§ **Records**
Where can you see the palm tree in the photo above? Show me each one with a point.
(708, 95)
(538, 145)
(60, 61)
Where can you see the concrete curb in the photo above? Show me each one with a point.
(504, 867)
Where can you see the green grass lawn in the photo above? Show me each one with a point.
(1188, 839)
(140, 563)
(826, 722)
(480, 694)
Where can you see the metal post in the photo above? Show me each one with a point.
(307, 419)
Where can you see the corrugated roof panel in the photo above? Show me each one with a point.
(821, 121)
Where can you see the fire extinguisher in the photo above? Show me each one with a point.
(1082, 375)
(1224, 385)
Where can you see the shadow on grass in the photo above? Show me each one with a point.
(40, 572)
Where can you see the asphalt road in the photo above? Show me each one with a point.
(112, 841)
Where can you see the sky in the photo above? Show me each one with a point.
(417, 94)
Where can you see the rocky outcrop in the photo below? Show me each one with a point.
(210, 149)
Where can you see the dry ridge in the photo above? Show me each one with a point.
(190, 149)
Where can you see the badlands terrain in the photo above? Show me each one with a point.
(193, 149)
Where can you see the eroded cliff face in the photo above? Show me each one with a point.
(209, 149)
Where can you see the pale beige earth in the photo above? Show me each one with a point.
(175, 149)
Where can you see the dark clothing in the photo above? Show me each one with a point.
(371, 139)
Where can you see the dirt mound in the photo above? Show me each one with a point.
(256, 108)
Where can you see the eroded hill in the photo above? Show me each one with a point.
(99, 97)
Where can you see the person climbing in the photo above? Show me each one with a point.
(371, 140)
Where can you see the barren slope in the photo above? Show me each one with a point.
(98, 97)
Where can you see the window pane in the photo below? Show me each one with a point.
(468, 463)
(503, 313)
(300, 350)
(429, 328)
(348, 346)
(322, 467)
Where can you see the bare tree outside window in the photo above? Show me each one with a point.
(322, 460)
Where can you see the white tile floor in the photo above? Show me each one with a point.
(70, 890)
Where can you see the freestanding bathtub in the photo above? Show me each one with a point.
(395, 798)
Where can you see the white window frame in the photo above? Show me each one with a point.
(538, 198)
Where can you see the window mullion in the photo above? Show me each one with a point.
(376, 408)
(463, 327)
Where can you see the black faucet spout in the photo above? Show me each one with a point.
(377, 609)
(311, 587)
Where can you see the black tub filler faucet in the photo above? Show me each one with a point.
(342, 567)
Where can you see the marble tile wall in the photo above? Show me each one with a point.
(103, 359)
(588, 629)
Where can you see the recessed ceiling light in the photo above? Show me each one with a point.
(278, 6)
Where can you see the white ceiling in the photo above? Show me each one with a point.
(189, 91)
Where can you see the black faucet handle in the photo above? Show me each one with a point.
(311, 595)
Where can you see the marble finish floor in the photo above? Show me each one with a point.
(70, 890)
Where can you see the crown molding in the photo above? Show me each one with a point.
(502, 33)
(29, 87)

§ **Written request**
Reproduce the data word for word, starting at the line that contains "Where can you see the crown" and stopping after the last line of the data.

§ **Output of the task**
Where can you see the crown molding in the photo above? Show me each one with a point.
(502, 33)
(29, 87)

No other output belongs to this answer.